§ **Polecenia**
A – Który ilustrator według cytowanego fragmentu wywiadu zaistniał w tym biznesie dobre pięć lat przed Adamem Niklewiczem?
B – Kontynuuj cytowany fragment wywiadu od miejsca, w którym się kończy.

§ **Cytowany fragment**

Pojechałem bez planu. Wiedziałem co chcę, ale nie wiedziałem jak to zrobię. W przeciągu kilku tygodni zacząłem dostawać zamówienia. Tam nawiązałem współpracę z wydawnictwami i redakcjami magazynów. Na początku miałem kilka telefonów znajomych moich profesorów z uczelni. Od tego się zaczęło. To bardzo szybko pączkowało, to była reakcja łańcuchowa. W przeciągu kilku tygodni odwiedziłem większość wydawnictw i redakcji w Nowym Yorku. Często wychodziłem już z zamówieniem.
Teresa Madej - Czy to było dla nich tak nowe i odkrywcze i świeże, że zostało dostrzeżone?
Adam Niklewicz - Ja myślę, że nie. To było podobne do pewnego nurtu ilustracji, który miał dobrą reputację i bardzo dobrze się sprzedawał, a którą już robili inni polscy ilustratorzy. Ja troszkę posłużyłem się ich reputacją i być może ich estetyką. Ja to robiłem w sposób naturalny, bo tak jak oni miałem polskie korzenie, nie naśladowałem ich, mnie porównywano do tego, co oni robili. Takimi ilustratorami są: Rafał Olbiński, Krzysztof Zacharow, który w tym biznesie zaistniał dobre pięć lat przede mną. Byli i inni: Janusz Kapusta, Jan Sawka, którzy podobnie obrazowali i oni mieli reputację wręcz takiej "graficznej polskiej mafii". I ja w sposób naturalny wszedłem w to środowisko. To mi pomogło. Ludzie reagowali na to co ja robiłem jako na coś, co jest obeznane i ogólnie się podoba.

§ **Pokazane dane**
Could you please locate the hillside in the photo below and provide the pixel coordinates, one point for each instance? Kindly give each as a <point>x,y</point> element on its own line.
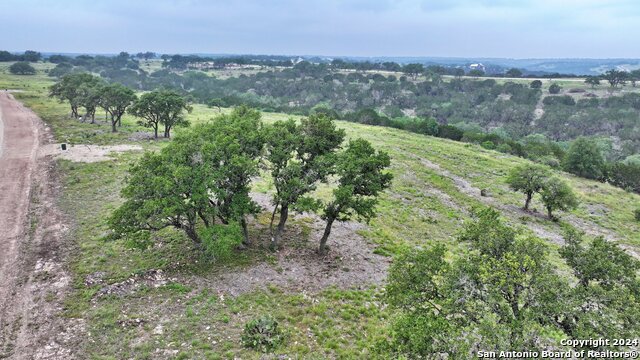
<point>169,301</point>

§ **Odpowiedzi**
A – Krzysztof Zacharow.

B –
Teresa Madej - A co może się podobać w pana pracach?
Adam Niklewicz - Gdy chodzi o moje ilustracje to ja stawiam akcent na koncept. To przysparzało mi zamówień. Chodzi o prostą czytelną metaforę. To jest zamiana czegoś bardzo skomplikowanego, czyli tekstu, na wizualny przekaz, który jest uderzająco prosty, czytelny, a zarazem pokazuje sedno sprawy. To bardzo pociągające wyzwanie.
Teresa Madej - Taki pomysł - jak się rodzi? Doznaje pan olśnienia, zwanego iluminacją?
Adam Niklewicz - Bardzo różnie z tym jest. Należy rozpocząć od przeczytania tekstu. Czasami jest go bardzo mało i to jest lepiej, bo jak za dużo to przekaz ilustracyjny się rozmywa.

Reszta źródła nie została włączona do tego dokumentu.